Stored dataset items:
[Start of Attachment]

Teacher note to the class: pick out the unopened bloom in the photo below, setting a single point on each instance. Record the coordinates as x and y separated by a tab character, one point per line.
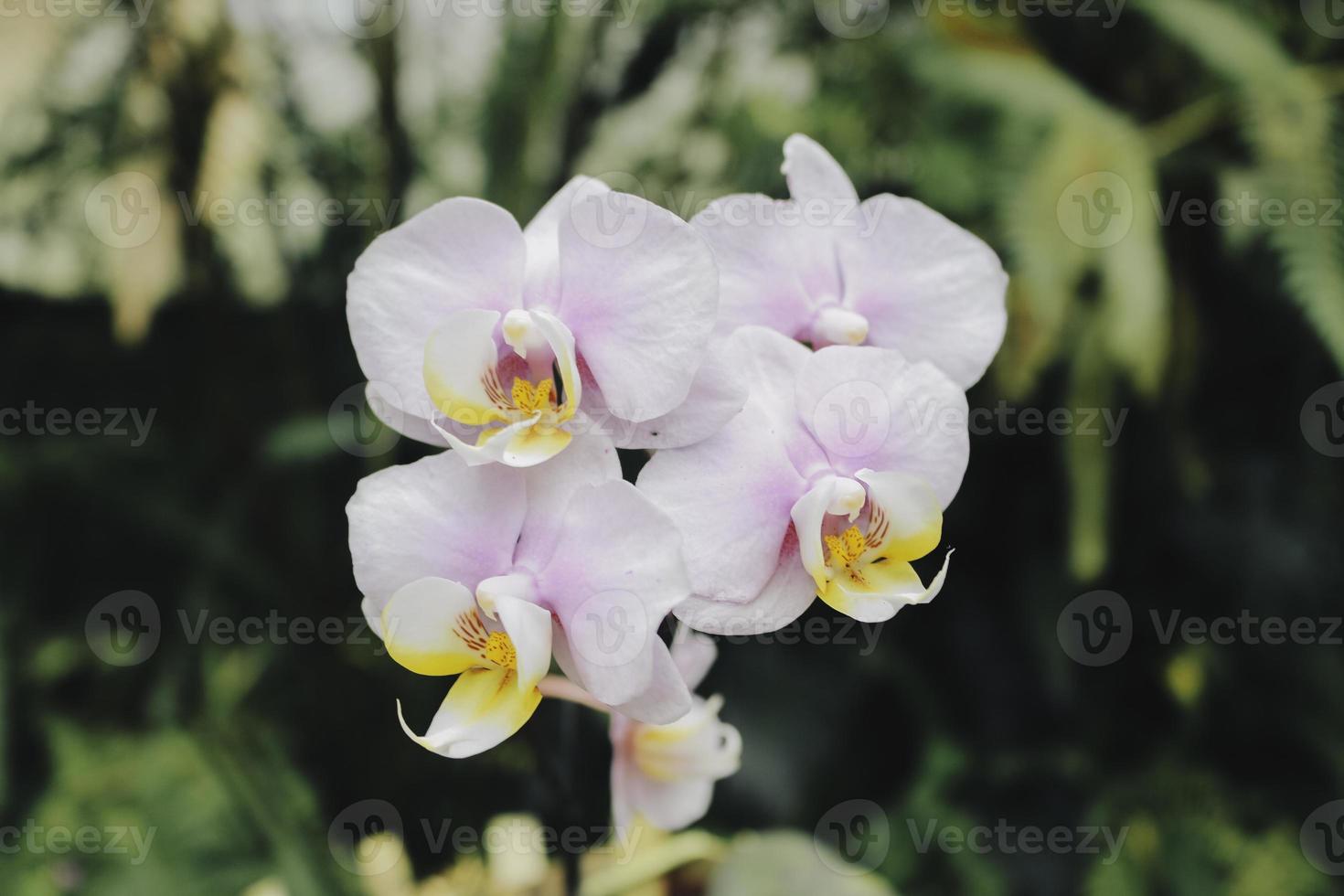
664	774
504	343
827	269
828	483
488	572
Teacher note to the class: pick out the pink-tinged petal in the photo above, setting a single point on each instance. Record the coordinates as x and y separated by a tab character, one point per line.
717	394
668	695
771	366
589	460
460	360
543	238
433	517
808	515
766	261
483	709
814	174
926	286
641	301
694	655
730	497
457	255
784	598
869	407
614	574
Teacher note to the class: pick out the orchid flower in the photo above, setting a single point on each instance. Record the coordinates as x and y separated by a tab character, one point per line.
828	483
664	774
488	572
504	343
827	269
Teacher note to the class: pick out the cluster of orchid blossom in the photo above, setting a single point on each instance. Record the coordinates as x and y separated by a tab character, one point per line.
795	366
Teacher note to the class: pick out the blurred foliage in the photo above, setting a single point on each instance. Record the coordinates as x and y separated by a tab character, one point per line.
966	712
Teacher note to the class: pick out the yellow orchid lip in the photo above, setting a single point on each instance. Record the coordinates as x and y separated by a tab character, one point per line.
523	409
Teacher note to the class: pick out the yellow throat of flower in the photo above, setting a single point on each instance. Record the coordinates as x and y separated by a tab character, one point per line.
534	400
499	649
846	549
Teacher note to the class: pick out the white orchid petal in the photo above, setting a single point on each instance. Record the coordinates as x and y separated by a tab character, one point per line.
641	304
433	517
814	174
432	627
481	709
925	286
460	254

[End of Attachment]

Write out the records above exactly as they stand, leaving out every picture.

* **WORKED SOLUTION**
Teacher note to the class: pick out the unopened bloom in the photo below, setting a single point on each instance. Record the coordinates as x and y separated by a tab character, one point per line.
664	774
504	343
827	269
828	483
488	572
Teacher note to the class: pick out the pink-tinged petal in the photo above, setting a single point on each instance. Record the coordinates as x and y separated by a tab character, one point per line.
717	394
668	695
771	366
589	460
460	360
543	238
433	517
808	515
766	261
483	709
814	174
926	286
641	301
694	655
730	497
457	255
784	598
869	407
614	574
Teacher note to the class: pick out the orchid flower in the photo above, setting a single point on each instance. Record the coordinates as x and y separated by a tab character, one point per line.
828	483
664	774
488	572
504	343
827	269
Teacher note to the class: pick out the cluster of orchid blossom in the photo above, setting a single point on each instance. Record the coordinates as x and y separated by a tab character, one point per line.
795	366
Teacher note to the class: pick out the blurred foliage in the photo above, setting a single point on each instance. Record the coordinates as x and y separated by a tab character, one point per line.
966	712
Teacher note to the class: pick out the yellow orchid lip in the photo above, setting a single point on each instance. Record the coordinates as x and y separated by a tab character, one point per line.
523	409
Teacher note to the class: pick out the yellow throat of flower in the photo above, setting a single point on each instance. Record the coordinates as x and y separated by a tab character, one point per line.
534	400
499	649
846	549
Teacher note to the class: pick out the white orchid petal in the photo above, setting a single point on each instance. Record the coordinates as x and y separated by a tab character, one point per line.
641	304
433	517
814	174
432	627
481	709
925	286
460	254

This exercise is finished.